---------- Data section ----------

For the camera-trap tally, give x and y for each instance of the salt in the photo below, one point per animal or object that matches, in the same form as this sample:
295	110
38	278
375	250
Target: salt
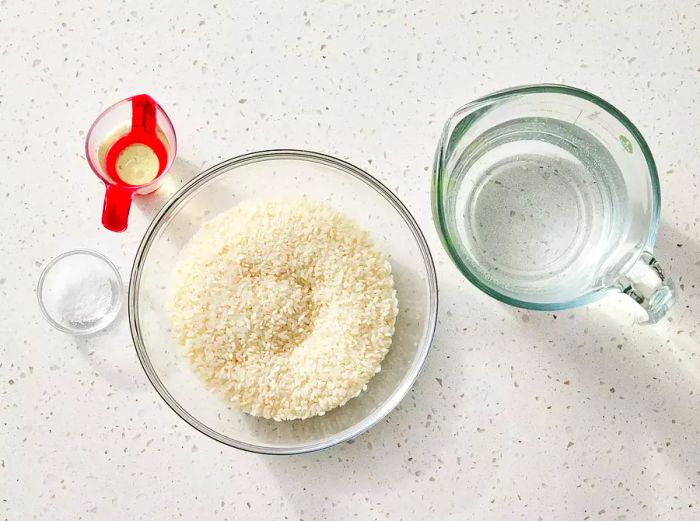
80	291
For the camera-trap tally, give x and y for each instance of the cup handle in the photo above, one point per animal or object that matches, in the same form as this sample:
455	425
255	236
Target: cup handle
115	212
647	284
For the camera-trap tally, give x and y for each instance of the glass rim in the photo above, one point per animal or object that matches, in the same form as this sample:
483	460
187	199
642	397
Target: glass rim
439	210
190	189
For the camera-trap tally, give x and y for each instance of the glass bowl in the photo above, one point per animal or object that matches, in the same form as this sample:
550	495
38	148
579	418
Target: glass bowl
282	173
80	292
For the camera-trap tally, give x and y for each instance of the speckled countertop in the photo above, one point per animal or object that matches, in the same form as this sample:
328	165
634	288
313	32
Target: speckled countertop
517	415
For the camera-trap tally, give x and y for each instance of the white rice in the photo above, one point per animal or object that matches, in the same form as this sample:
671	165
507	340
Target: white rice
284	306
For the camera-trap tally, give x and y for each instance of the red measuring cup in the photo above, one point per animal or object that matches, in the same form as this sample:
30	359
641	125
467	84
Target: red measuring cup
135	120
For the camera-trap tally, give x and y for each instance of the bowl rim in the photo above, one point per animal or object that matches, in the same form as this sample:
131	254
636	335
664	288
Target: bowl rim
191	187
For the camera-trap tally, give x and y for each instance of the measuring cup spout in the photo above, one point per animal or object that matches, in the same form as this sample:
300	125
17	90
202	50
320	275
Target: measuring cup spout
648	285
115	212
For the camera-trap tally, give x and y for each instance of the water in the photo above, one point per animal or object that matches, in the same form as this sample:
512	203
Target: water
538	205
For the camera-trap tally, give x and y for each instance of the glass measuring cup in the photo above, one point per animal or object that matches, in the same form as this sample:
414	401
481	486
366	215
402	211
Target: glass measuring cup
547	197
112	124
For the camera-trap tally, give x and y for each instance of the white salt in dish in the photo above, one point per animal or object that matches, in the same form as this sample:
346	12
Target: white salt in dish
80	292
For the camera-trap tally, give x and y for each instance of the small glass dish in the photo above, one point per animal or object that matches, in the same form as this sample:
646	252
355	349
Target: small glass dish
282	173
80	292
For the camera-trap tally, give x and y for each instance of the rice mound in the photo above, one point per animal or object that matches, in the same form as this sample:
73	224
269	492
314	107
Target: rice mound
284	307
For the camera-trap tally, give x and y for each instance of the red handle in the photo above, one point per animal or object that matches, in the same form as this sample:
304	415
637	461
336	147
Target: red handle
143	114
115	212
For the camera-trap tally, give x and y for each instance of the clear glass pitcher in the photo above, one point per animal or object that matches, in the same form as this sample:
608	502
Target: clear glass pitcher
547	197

----------

_Stated goal_. Please copy all of the material above word for word, leaving the pictures out of your answer.

_The response_.
For the camera-trap tally, give x and y for each instance of the salt in the photo below, one point per animal or object that matches, in the same form as this sample:
295	110
38	278
375	250
Target: salt
80	291
For the camera-trap tally, give x and y for each instance of the cup handle in the photo above, one point per animal or object that matches, in the same form as this sample:
455	425
255	236
Target: cup handle
115	212
647	284
For the camera-trap tally, give x and y for each instance of the glass rim in the photo above, one point per animal or object that matches, in the same form as this sample:
483	460
187	199
642	397
Target: glass rim
439	210
190	189
For the camera-trap tally, give x and y for each instance of the glass bowl in the photo above, one point per animal or object that matches, in the same form as this sample:
550	495
38	148
579	418
Target: glass bowl
282	173
80	292
For the camera-trap tally, give x and y for each instance of the speckled countertop in the photo above, one point per animal or object that matches, in the same form as this sample:
328	165
634	288
313	32
Target: speckled countertop
517	415
For the camera-trap tally, give x and y for each instance of the white rice in the photo above, one point per animal or object that matches, in the same form as this sample:
671	165
507	340
Target: white rice
284	306
For the camera-trap tally, give x and y for each instance of the red measuring cup in the photo above, one point per animal or object that matches, in the same form as this sample:
30	359
641	125
467	84
Target: red measuring cup
135	120
For the camera-trap tally, give x and y for each instance of the bowl rim in the photo above, one point per animal or object that matches, in the same form as this sample:
131	254
636	335
664	288
Target: bowl rim
191	187
For the camera-trap tally, give x and y for each instance of the measuring cup spout in the photo above, one point per animal or object that matches, in the same form as this sample:
300	125
17	90
202	50
320	275
Target: measuring cup spout
648	285
115	212
For the camera-trap tally, give x and y for each instance of the water in the photo above, one point per animal or object that matches, in the same form as this sample:
512	203
Target: water
538	205
For the camera-trap tally, give x and y for each instance of the glass measuring cup in the photo above, one point per animal or object that matches, in the same form as this sample:
414	401
481	486
366	215
402	211
Target: glass measuring cup
547	197
112	124
For the camera-trap tally, give x and y for each instance of the white salt in dish in the photo above, one point per animal or object that matches, in the same form as this sample:
346	12
Target: white salt in dish
80	292
For the camera-trap tally, give x and y for each instance of the small glass dish in the photo above, one point per animal or object that matches, in the same form as this sample:
646	252
355	349
Target: small glass dish
282	173
80	292
For the camera-trap tally, give x and y for each instance of the rice mound in the photo above, one point per animal or object that matches, in the same form as this sample:
73	224
269	492
314	107
Target: rice mound
284	307
For the camera-trap tally, give x and y for each instance of the red handle in the photo above, one point per animal or object that matches, in the same form as this sample:
304	415
637	461
336	147
Target: red handle
143	114
115	212
For the camera-trap tally, give x and y for each instance of the clear glass pitcher in the photo above, one point per animal or object that matches, in the same form as this sample:
608	502
Target: clear glass pitcher
547	197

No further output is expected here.